Written instruction:
Please copy out, word for word, everything in the items below from the line containing "like [(760, 620)]." down to the line containing "[(540, 553)]", including both of those lines.
---------- Listing
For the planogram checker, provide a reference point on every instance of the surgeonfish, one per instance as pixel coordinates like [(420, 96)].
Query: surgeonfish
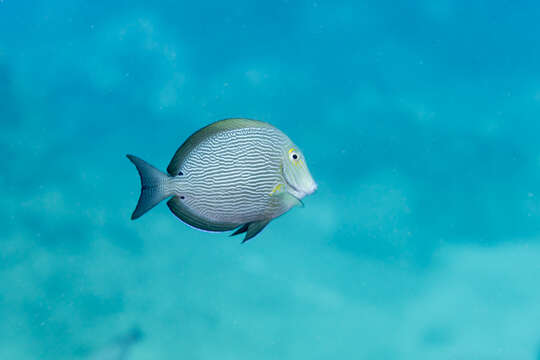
[(232, 174)]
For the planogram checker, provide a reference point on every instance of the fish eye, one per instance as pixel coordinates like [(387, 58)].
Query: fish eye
[(294, 155)]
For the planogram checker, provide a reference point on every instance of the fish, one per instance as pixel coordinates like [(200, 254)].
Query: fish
[(120, 347), (232, 174)]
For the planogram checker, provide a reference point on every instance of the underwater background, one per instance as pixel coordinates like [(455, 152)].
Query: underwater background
[(419, 121)]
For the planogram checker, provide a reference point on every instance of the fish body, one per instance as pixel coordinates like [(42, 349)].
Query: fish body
[(234, 173)]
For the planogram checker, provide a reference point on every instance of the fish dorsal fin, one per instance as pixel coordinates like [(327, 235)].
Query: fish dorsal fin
[(204, 133), (251, 229)]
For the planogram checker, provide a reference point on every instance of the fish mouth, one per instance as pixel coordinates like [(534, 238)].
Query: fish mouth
[(298, 193)]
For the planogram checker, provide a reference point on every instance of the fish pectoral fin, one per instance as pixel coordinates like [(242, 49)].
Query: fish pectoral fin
[(251, 229), (289, 199)]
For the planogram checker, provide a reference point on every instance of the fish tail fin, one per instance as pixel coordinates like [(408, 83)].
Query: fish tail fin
[(154, 186)]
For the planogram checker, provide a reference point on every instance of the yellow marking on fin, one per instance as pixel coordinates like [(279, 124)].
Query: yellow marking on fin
[(276, 188)]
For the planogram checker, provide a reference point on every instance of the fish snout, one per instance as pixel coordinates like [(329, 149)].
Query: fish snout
[(312, 188)]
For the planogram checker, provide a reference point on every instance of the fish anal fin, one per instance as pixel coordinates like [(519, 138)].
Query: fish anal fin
[(181, 211), (240, 230)]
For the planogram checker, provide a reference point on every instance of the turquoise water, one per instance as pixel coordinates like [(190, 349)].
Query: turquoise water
[(419, 121)]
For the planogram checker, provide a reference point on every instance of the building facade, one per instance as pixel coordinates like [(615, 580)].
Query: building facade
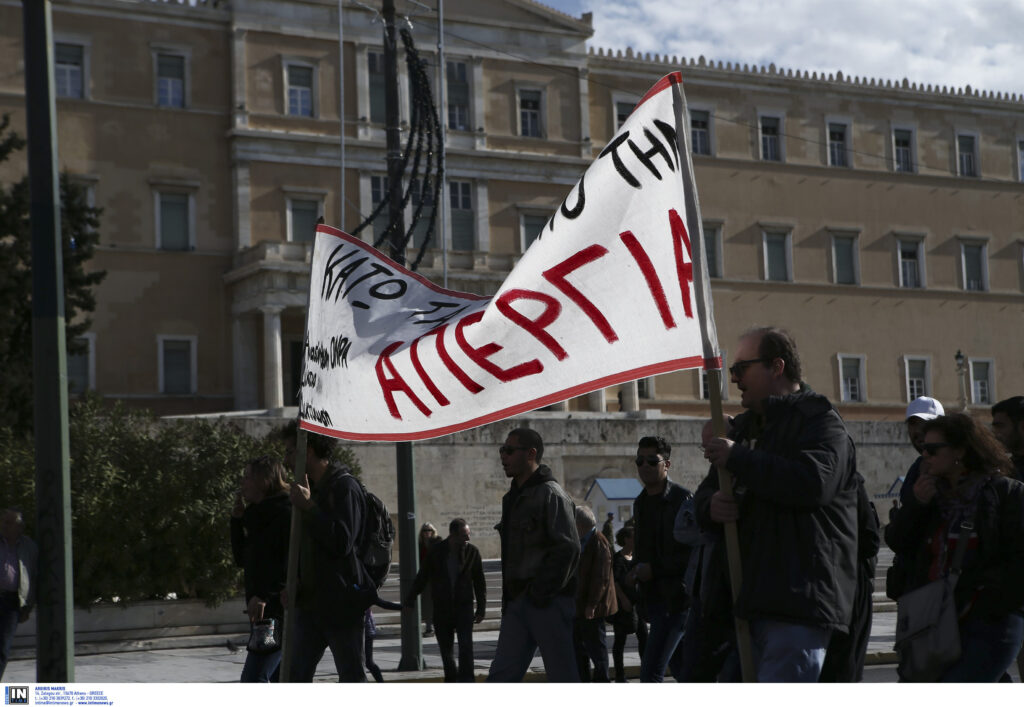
[(883, 224)]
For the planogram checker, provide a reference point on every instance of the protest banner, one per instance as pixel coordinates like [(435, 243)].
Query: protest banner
[(613, 289)]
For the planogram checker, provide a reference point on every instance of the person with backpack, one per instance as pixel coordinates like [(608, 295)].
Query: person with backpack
[(454, 572), (334, 586)]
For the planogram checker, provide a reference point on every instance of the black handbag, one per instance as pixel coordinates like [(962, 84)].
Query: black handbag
[(927, 627), (264, 636)]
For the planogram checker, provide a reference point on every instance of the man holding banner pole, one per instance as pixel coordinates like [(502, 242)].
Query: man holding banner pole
[(794, 466)]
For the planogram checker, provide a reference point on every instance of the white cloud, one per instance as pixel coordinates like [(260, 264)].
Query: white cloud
[(938, 42)]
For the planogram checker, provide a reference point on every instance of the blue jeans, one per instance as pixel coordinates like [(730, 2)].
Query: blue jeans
[(989, 649), (261, 667), (787, 652), (663, 641), (525, 628), (313, 633), (8, 625)]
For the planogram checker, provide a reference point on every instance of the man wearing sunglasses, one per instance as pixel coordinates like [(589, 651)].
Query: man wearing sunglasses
[(660, 560), (794, 469), (540, 553)]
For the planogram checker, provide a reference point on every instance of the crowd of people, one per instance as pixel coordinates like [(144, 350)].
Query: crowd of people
[(798, 610), (807, 534)]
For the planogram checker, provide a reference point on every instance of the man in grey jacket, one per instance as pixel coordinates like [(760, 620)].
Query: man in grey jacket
[(540, 553)]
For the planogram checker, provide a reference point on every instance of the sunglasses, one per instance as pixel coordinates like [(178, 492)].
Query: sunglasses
[(506, 450), (739, 367)]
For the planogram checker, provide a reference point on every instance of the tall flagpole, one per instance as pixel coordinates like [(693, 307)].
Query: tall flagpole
[(709, 336)]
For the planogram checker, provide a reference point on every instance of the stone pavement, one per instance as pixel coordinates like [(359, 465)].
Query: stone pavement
[(215, 662)]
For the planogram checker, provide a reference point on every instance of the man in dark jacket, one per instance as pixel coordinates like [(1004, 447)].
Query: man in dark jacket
[(334, 588), (455, 572), (595, 598), (794, 467), (540, 552), (660, 562)]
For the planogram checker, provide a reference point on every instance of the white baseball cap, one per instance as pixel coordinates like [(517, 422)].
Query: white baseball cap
[(925, 408)]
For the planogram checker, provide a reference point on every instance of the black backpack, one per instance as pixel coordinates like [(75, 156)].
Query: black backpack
[(377, 538)]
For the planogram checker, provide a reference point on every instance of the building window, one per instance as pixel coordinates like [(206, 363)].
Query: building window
[(624, 110), (851, 370), (700, 131), (300, 89), (423, 194), (458, 95), (910, 263), (967, 152), (81, 365), (903, 151), (918, 377), (777, 255), (713, 249), (69, 71), (529, 113), (531, 225), (378, 112), (463, 217), (302, 217), (170, 80), (974, 265), (177, 365), (845, 261), (982, 388), (378, 193), (174, 220), (770, 139)]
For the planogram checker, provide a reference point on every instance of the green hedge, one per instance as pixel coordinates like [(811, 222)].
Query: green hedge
[(151, 501)]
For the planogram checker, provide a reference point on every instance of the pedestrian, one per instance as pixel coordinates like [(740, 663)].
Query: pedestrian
[(921, 411), (260, 526), (595, 598), (965, 489), (626, 620), (427, 539), (660, 562), (608, 529), (795, 504), (18, 557), (454, 573), (369, 634), (846, 653), (540, 553), (334, 588)]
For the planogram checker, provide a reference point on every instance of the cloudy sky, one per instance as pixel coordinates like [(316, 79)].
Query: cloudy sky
[(945, 42)]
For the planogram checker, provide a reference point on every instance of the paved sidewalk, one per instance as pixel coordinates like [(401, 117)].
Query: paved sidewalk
[(216, 663)]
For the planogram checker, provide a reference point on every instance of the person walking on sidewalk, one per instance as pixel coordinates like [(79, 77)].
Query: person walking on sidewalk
[(454, 572), (540, 553), (260, 527)]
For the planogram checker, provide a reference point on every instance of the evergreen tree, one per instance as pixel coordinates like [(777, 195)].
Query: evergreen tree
[(79, 223)]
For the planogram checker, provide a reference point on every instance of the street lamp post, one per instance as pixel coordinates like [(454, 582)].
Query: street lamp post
[(962, 372)]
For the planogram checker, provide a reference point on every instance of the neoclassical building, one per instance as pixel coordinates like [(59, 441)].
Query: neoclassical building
[(883, 223)]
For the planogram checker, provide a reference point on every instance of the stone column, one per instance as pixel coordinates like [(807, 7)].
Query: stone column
[(631, 397), (244, 373), (273, 383)]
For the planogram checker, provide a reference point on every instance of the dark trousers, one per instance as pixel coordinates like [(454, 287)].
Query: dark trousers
[(619, 647), (313, 633), (445, 628), (589, 636)]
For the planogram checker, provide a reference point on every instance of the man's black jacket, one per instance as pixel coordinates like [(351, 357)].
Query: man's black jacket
[(797, 492), (469, 581)]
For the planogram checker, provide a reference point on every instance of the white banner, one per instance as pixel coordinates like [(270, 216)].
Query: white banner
[(613, 289)]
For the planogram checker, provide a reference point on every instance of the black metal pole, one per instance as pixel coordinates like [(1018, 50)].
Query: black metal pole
[(412, 642), (54, 621)]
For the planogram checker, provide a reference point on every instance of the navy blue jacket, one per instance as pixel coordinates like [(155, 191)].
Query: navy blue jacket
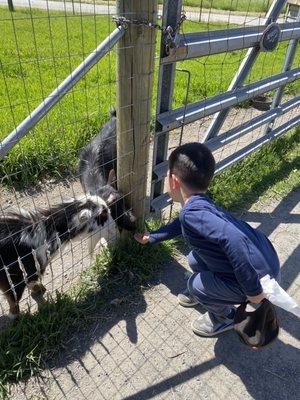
[(228, 246)]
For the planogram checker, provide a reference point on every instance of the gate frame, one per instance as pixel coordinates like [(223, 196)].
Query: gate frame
[(189, 46)]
--------------------
Full response:
For the planogram checker, provide a reference point on every instance of the man in grey jacket, one per instance as pixel coordinates like [(760, 620)].
Query: man in grey jacket
[(540, 553)]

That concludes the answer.